**Work request:** The reply should hold only the lines below beginning at the one with "the form [253,129]." and ending at the one with "the form [329,6].", copied exactly, with every picture left out.

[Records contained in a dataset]
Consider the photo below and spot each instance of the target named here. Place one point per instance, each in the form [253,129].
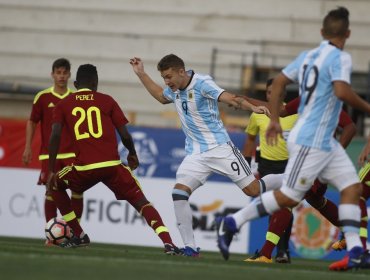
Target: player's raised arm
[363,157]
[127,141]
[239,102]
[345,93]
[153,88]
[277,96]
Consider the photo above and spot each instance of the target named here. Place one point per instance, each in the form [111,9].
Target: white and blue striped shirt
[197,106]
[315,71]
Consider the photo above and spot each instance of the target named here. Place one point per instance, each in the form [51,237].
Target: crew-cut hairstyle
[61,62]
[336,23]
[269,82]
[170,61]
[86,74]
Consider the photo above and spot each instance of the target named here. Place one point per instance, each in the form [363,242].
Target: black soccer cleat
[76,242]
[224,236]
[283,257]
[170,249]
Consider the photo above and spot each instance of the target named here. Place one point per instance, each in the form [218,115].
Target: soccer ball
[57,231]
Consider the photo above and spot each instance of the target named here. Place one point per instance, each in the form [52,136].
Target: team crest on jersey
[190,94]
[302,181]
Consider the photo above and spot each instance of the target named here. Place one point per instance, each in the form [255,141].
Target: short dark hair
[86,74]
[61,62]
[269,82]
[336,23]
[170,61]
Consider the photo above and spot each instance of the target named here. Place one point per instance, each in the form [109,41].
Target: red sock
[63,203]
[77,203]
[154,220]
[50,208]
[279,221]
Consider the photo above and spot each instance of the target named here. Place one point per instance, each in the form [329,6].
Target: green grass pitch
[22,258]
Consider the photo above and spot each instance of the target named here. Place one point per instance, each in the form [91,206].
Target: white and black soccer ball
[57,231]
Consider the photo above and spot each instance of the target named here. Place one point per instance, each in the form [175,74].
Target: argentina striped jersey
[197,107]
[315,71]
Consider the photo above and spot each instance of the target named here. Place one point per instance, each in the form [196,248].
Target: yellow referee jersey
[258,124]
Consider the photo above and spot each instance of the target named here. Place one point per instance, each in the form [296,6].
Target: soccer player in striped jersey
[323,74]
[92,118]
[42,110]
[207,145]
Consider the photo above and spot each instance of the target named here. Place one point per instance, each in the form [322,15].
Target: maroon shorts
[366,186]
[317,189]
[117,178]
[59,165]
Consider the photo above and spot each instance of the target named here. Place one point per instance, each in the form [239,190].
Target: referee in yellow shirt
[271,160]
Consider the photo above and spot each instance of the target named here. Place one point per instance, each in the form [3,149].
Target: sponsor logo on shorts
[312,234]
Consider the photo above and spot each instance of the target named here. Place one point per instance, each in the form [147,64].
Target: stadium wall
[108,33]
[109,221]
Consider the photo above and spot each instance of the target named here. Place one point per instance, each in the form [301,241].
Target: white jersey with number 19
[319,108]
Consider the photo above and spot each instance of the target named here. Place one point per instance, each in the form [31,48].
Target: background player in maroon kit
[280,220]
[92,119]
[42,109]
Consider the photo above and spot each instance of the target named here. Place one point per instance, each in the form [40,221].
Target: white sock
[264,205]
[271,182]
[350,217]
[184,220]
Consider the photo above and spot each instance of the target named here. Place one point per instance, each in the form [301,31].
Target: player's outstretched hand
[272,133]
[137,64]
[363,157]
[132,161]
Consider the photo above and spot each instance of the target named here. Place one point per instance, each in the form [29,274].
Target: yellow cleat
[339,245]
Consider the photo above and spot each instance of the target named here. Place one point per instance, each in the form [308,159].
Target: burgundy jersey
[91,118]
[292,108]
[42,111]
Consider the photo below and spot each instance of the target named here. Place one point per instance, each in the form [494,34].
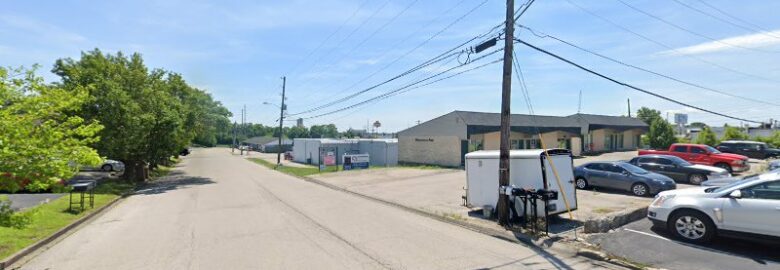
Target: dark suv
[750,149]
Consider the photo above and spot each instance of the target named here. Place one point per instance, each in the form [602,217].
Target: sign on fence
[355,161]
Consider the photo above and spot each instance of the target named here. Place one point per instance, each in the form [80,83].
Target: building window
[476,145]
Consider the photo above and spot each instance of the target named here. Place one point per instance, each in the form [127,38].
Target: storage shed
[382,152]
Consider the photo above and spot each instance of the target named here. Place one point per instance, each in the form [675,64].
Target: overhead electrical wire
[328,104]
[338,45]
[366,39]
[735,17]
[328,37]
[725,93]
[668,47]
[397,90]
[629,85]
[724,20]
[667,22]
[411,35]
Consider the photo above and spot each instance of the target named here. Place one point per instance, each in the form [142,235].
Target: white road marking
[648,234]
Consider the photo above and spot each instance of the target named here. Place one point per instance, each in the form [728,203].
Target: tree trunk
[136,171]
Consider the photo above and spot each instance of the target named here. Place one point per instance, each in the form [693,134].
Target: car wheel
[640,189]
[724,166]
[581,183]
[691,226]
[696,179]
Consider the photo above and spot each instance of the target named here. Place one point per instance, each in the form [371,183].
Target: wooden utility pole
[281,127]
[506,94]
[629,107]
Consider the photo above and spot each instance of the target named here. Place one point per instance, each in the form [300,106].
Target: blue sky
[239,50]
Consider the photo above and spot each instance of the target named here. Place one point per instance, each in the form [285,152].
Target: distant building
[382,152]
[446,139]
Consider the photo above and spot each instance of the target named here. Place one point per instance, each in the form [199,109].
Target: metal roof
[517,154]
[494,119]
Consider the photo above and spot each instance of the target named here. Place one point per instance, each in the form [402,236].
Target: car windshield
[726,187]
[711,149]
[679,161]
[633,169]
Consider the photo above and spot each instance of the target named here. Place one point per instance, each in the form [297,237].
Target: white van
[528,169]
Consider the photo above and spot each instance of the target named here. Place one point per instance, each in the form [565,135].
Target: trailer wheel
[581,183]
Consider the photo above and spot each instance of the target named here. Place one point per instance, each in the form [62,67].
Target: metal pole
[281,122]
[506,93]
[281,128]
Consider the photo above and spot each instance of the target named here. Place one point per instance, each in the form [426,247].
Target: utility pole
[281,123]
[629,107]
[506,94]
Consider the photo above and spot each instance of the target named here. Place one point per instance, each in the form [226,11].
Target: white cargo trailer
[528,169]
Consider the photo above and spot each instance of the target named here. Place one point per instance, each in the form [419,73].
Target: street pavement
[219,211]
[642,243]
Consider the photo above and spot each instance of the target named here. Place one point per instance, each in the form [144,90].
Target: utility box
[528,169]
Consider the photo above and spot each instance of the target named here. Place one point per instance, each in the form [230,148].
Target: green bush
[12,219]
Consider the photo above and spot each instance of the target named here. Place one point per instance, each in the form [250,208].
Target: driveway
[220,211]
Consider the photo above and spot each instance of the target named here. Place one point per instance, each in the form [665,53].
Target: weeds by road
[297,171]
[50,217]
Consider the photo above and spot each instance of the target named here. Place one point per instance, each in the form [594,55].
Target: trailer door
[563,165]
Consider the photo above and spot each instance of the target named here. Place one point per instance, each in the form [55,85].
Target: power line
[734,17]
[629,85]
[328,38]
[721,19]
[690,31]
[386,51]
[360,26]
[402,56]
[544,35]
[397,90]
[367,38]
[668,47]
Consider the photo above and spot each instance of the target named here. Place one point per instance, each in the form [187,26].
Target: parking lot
==
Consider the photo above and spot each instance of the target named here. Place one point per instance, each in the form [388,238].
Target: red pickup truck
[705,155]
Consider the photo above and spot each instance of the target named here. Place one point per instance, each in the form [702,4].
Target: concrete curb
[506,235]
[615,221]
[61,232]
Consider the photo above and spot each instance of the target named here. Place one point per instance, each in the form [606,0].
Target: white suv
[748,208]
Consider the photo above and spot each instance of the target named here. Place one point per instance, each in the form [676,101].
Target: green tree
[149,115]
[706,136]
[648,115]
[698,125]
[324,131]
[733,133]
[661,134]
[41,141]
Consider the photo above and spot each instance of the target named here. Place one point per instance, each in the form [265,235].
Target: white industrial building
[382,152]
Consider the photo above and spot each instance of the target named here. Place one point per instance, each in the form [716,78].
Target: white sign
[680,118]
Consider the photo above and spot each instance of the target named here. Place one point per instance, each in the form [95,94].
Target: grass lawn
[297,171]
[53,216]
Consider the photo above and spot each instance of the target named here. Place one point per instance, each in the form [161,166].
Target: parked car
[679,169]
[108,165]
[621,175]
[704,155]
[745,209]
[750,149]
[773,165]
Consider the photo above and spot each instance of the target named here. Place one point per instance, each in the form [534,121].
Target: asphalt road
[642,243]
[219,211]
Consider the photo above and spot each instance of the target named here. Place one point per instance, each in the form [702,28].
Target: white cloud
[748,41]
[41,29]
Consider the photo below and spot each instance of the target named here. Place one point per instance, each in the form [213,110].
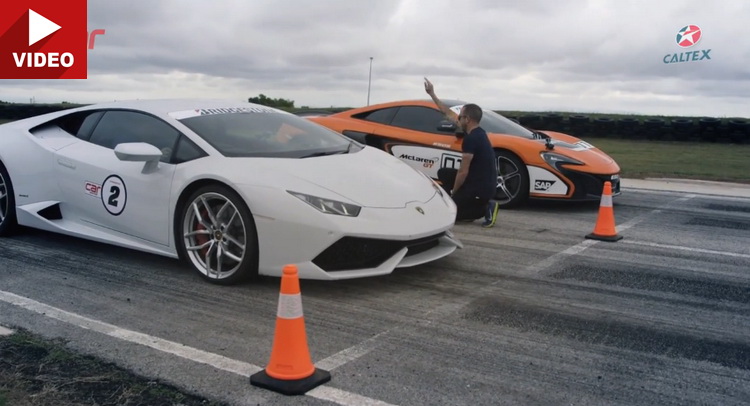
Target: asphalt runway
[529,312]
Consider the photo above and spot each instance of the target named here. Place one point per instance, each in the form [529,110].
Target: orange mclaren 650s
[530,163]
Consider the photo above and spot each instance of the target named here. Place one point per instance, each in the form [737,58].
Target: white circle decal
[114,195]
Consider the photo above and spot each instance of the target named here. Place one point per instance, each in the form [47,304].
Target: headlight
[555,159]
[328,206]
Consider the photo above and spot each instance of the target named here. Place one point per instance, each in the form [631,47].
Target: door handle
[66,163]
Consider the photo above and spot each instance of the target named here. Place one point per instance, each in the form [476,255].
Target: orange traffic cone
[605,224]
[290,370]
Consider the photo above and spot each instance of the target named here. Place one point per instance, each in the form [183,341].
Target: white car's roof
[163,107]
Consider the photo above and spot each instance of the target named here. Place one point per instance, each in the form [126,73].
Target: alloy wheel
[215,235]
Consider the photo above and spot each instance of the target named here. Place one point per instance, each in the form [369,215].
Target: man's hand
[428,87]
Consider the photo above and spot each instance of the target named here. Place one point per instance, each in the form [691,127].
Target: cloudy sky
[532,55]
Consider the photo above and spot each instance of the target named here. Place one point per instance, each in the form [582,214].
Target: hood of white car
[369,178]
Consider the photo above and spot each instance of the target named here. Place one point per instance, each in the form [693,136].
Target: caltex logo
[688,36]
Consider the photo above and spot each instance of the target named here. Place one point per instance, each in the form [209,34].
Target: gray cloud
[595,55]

**Final answer:**
Consider the photo below and spot each instance of the target named here. Place one point per instance, each in the form [253,129].
Target: player's raised arm
[363,157]
[127,141]
[239,102]
[345,93]
[153,88]
[277,96]
Consider the photo above and spot each instance of the target named here. Place one point per instance, each in the form [111,9].
Target: white and blue striped shirt
[197,106]
[315,71]
Consider the photo above and spot each instance of the target named here. Place one point per instance, each in the form [51,237].
Target: crew-cut hairstyle
[61,62]
[336,23]
[269,82]
[170,61]
[86,74]
Consider the photo above and spot each instance of the target named here. Place one point per instance, each in the form [363,242].
Target: black soccer cleat
[76,242]
[224,236]
[283,257]
[170,249]
Consider the photo above and spot each instance of the target named here. Place one point per instance, each in the form [218,115].
Target: soccer ball
[57,231]
Consider the photo above and spot each instance of the target named here. Place one point per instance, each in the form [52,136].
Target: team crest on jersey
[190,94]
[302,181]
Consider the photo above and spot each instance of the target named here. Place one point per instance, each in the form [255,141].
Target: short dark hair
[86,74]
[61,62]
[269,82]
[336,23]
[170,61]
Consider the photo above and spot each instance of the target named here. Place one point per instance, each in the form [109,41].
Target: red sock
[63,203]
[77,203]
[154,220]
[50,208]
[279,221]
Consider the photo above and spot each instance of the target named here. Place one point per instance, each in the form [329,6].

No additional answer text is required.